Listed entries.
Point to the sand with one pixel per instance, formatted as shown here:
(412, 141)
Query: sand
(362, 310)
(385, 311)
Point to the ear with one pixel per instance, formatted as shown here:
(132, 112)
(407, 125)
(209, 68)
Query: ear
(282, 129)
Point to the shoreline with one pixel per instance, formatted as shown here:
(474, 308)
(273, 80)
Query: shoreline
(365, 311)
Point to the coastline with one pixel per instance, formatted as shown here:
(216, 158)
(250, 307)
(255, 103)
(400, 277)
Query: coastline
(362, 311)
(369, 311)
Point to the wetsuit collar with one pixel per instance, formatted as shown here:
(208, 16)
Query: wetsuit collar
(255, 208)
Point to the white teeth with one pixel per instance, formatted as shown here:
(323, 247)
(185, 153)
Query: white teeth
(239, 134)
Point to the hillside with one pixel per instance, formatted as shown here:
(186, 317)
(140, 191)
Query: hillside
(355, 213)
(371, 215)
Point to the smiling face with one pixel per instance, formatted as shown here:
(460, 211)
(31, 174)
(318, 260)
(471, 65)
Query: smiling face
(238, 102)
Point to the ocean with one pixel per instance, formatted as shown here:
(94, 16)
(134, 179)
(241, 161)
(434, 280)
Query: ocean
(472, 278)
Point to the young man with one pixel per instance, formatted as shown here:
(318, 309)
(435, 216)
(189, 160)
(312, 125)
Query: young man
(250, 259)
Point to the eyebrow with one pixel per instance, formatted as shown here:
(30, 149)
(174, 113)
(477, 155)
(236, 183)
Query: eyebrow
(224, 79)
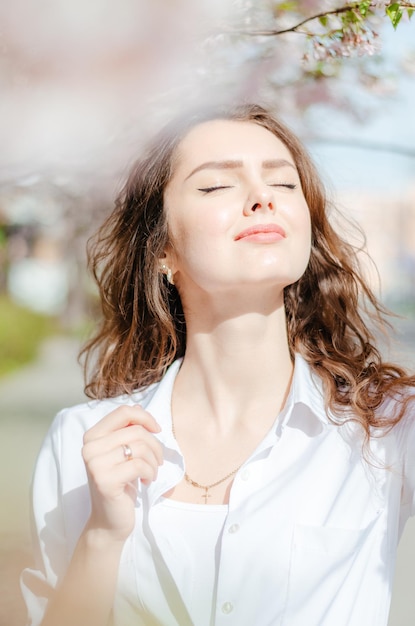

Work item.
Exact output of each line above is wanted, without the pictures.

Reply.
Point to the sand with one pixel per instance, formatted as shown here:
(412, 141)
Query: sand
(362, 310)
(385, 311)
Point to the ear with one pixel per instance, formatted as shown here:
(132, 112)
(407, 125)
(209, 68)
Query: ear
(282, 129)
Point to the shoreline with one pixel per instance, formatted as shown here:
(474, 308)
(273, 80)
Query: shoreline
(365, 311)
Point to the coastline with one pixel per instance, formatted as shown here:
(216, 158)
(250, 307)
(255, 103)
(400, 277)
Query: coastline
(362, 311)
(369, 311)
Point to the wetsuit collar with one pixel per instance, formatted as shown here:
(208, 16)
Query: wetsuit collar
(255, 208)
Point to the white teeth with one pixel per instance, formatted as shown here:
(323, 247)
(185, 153)
Query: white teeth
(239, 134)
Point to the hillside with one pixel per instance, formatted as shown here:
(186, 317)
(140, 191)
Query: hillside
(355, 213)
(371, 215)
Point to the smiling face with one pixel per instance, formatted as shown here:
(460, 211)
(31, 174)
(318, 260)
(471, 65)
Query: smiling face
(238, 102)
Point to the ocean with one pixel per instance, formatted as shown here:
(94, 16)
(134, 179)
(241, 161)
(434, 280)
Query: ocean
(472, 278)
Point to the young man with one pixel per instance, formatted as shown here:
(318, 309)
(435, 216)
(189, 160)
(312, 125)
Query: young man
(250, 259)
Point to the eyebrow with one pixel per instance, formatted as shown here:
(30, 149)
(174, 113)
(477, 155)
(236, 183)
Query: eyebrow
(224, 79)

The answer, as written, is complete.